• _The task_
Lay out the entries as a Markdown table with the columns Row and Line, starting at the first line of the entries and ending at the line that contains "120 213 L 123", with both ends included and blank lines skipped. Number each row, and leave the pictures out.

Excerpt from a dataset

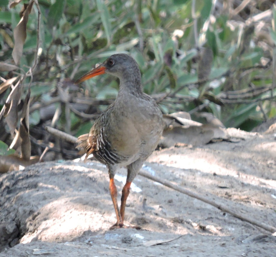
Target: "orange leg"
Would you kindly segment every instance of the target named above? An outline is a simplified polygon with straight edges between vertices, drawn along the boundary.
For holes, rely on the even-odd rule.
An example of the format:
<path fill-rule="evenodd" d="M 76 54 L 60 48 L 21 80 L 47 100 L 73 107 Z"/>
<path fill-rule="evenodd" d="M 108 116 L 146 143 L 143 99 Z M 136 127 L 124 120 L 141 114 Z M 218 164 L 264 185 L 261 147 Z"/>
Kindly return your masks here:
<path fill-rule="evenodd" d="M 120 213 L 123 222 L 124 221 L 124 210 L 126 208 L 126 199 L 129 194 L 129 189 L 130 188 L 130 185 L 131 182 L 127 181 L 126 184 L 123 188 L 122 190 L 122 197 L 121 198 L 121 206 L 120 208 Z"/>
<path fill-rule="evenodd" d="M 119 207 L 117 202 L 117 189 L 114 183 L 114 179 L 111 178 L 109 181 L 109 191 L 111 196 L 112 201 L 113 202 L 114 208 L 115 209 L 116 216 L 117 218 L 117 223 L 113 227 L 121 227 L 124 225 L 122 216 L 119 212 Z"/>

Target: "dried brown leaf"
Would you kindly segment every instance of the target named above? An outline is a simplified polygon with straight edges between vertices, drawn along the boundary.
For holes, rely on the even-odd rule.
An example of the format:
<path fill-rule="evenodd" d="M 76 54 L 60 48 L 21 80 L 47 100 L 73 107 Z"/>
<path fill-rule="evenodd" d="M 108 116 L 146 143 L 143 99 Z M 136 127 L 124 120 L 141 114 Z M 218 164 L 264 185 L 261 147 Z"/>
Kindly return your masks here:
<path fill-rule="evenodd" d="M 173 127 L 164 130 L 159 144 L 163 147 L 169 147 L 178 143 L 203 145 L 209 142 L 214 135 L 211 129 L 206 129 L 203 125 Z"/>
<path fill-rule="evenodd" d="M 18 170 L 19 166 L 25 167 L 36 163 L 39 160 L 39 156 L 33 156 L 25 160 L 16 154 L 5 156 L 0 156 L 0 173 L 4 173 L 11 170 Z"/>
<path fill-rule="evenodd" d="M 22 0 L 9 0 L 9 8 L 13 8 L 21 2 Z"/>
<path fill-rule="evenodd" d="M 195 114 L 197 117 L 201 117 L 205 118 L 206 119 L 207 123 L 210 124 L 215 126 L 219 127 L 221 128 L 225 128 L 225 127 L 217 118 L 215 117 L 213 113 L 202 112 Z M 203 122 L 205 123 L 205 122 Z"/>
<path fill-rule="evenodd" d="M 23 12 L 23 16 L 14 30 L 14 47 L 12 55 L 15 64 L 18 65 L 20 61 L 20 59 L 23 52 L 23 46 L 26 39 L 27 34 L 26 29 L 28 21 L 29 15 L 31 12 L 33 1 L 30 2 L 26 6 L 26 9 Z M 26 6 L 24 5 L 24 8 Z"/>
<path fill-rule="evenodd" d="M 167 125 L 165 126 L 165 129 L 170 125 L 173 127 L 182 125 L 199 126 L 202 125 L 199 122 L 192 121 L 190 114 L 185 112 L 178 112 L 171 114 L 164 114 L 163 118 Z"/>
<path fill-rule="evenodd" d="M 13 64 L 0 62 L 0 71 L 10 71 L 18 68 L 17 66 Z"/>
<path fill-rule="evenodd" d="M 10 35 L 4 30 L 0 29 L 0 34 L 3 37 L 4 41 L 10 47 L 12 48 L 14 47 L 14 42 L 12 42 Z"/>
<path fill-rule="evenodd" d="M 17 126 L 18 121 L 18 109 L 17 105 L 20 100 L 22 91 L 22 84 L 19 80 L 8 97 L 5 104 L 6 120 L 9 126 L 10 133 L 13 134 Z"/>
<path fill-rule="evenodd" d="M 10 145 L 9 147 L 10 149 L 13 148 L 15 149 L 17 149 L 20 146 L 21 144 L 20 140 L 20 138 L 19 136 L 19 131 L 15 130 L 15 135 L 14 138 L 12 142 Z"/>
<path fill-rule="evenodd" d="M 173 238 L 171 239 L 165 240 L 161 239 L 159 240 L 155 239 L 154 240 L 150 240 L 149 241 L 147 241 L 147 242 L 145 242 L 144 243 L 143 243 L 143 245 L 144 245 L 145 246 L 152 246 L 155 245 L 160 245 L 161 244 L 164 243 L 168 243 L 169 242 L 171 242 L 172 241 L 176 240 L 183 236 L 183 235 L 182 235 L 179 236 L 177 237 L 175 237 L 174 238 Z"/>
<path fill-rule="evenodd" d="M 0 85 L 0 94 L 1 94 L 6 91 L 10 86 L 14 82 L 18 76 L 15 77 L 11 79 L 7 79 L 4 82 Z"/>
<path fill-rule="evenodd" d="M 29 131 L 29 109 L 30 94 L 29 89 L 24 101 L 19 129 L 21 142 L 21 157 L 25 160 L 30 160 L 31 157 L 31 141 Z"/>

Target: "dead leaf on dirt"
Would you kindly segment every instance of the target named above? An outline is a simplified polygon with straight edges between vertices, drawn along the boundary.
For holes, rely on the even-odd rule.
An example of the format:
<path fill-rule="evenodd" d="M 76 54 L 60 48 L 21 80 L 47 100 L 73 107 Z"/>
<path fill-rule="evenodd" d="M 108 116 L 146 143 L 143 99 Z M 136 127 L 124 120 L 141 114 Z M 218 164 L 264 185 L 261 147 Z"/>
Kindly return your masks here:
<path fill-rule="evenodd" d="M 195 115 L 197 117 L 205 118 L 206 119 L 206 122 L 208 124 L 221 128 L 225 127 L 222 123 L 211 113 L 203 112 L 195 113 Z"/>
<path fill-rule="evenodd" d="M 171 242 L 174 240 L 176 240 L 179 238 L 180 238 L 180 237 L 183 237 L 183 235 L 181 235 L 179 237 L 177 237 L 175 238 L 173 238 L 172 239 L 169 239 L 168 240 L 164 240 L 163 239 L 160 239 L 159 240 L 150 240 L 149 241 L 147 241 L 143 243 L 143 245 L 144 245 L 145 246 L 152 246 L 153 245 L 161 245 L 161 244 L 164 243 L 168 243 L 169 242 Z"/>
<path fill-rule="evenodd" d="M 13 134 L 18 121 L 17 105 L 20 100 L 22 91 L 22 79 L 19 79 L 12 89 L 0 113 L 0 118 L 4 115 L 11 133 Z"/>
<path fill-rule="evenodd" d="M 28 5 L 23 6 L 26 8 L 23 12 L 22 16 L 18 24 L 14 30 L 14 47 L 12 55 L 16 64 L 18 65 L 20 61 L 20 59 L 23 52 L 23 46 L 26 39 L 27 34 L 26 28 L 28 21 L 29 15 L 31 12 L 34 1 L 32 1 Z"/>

• _Answer to this problem_
| Row | Line |
|---|---|
| 1 | Target: "orange leg" |
| 2 | Would you kindly segment every instance of the target named above? An outline is a simplified polygon with straight edges between vertices, drawn along the boundary. |
| 3 | For holes, rely on the even-odd rule. |
| 4 | An example of the format: |
| 5 | <path fill-rule="evenodd" d="M 76 54 L 60 48 L 21 80 L 47 100 L 73 107 Z"/> |
| 6 | <path fill-rule="evenodd" d="M 108 116 L 146 143 L 143 99 Z M 136 127 L 124 120 L 141 114 Z M 218 164 L 264 185 L 261 147 Z"/> |
| 7 | Kindly return your masks here: |
| 8 | <path fill-rule="evenodd" d="M 120 213 L 123 222 L 124 221 L 124 210 L 126 208 L 126 199 L 129 194 L 129 189 L 130 188 L 130 185 L 131 182 L 127 181 L 126 184 L 123 188 L 122 190 L 122 197 L 121 198 L 121 206 L 120 208 Z"/> |